> GIVEN RECORDS:
# # # # # # #

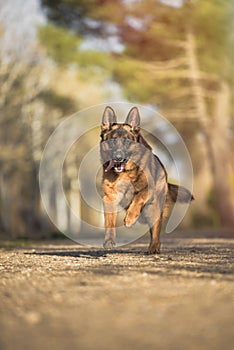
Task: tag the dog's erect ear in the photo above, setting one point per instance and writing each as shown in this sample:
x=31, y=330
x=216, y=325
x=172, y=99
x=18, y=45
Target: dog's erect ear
x=133, y=119
x=108, y=118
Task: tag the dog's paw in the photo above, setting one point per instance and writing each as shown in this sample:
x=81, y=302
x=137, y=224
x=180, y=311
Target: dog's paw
x=154, y=248
x=109, y=244
x=130, y=219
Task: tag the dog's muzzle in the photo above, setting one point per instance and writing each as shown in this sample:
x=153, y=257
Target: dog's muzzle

# # # # # # #

> WHAT YOU SHOULD DO:
From the entries above, show each line that includes the string "shown".

> TASK RESULT:
Task: tag the dog's erect ear in the photo above, setting one point per instance and writing each as shown in this sample:
Task: tag the dog's paw in the photo above, setting one point per instance and writing each as shown in this sample:
Task: tag the dog's muzzle in the photo above, setting one point per instance and writing each as shown in this sample:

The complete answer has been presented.